Selected extract:
****************

Lauri & The Gang said:


> Can you send me a PM with the name of the trainer? I used to take my dogs there and know several of them. Some are good and some are bad.



sure


----------



## llombardo (Dec 11, 2011)

jennifernikki said:


> But she believes his aggression issues are strictly behavioral.
> So now, *this just makes things harder*. So, back to the drawing board on our options. i will keep you posted on our decision.



In my opinion, this makes it easier. Most trainers will tell you right up front that they are training YOU(the person) and then you will take this and learn from it, apply it, and succeed. I have faith in you This is going to be about physical and mental stimulation...the dog needs both.


----------



## Jax08 (Feb 13, 2009)

Were any xrays taken of his back? Didn't you say he displays signs of discomfort? Not trying to get you to spend more money or think your vet is wrong, just wanted to point out that many times back issues can display as hip/backend problems.


----------



## jennifernikki (Jul 8, 2010)

Yes, she took one of the back. He does have difficulty when he gets up from laying down. I'm so surprised that she didnt find anything, shocked actually. She said it could be because he's a very long legged dog, it just takes longer to get up. He could benefit from more muscle mass too. Not sure if that would be any resolution to the problem.


----------



## Mary Beth (Apr 17, 2010)

****************

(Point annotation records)
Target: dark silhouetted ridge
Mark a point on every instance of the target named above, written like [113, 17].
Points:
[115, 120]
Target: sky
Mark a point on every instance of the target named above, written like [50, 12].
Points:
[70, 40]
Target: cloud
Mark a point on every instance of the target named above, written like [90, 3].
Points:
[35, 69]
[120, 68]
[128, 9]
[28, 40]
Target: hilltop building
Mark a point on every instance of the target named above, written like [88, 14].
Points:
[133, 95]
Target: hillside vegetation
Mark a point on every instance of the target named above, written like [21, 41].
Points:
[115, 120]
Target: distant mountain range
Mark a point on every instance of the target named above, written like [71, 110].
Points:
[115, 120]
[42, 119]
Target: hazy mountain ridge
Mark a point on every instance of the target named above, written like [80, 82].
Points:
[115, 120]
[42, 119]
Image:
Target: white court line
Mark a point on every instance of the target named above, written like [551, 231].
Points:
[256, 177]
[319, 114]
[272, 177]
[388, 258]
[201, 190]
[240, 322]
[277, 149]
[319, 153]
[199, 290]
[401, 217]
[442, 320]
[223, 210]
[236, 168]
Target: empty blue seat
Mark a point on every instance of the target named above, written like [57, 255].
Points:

****************

Required tasks:
a) Answer these questions about the forum thread:
(i) According to llombardo, what two kinds of stimulation does the dog need?
(ii) What reason did the vet give for the dog taking longer to get up?
(iii) What does Jax08 say back issues can often display as?
b) Update the forum thread from "## Jax08 (Feb" to "(Jul 8, 2010)", with "vet" changed to "veterinarian".
c) Please take the forum thread about the dog further, picking up after its last line.

Replies:
a)
(i) Physical and mental stimulation.
(ii) He's a very long legged dog.
(iii) Hip/backend problems.

b)
## Jax08 (Feb 13, 2009)

Were any xrays taken of his back? Didn't you say he displays signs of discomfort? Not trying to get you to spend more money or think your veterinarian is wrong, just wanted to point out that many times back issues can display as hip/backend problems.


----------



## jennifernikki (Jul 8, 2010)

c)
You may want to get a second opinion. My GSD is tall and doesn't haven't difficulty in getting up.


----------



## vom Eisenherz (Feb 13, 2012)

A painful hock would make him careful about how he stands up.


----------



## GregK (Sep 4, 2006)

I think it makes things easier too. You know the area to focus on - training and behavioral reform.

If 'boot camp' means dropping him off for a couple weeks, I'd take a hard pass on that. I've heard what Laura mentioned.


----------



## Twyla (Sep 18, 2011)

jennifernikki said:


> He gave a few options, one on one training or boot camp to mention a few.


Skip the boot camp and go for the one on one training. You would not believe how valuable that one on one time is. You will get training along with your dog. There will be a second set of eyes to see handling errors, advice on how to work your dog through situations, gain the confidence needed so your dog will look to you. Be ready for handling requirements to change as your dog's behavior changes.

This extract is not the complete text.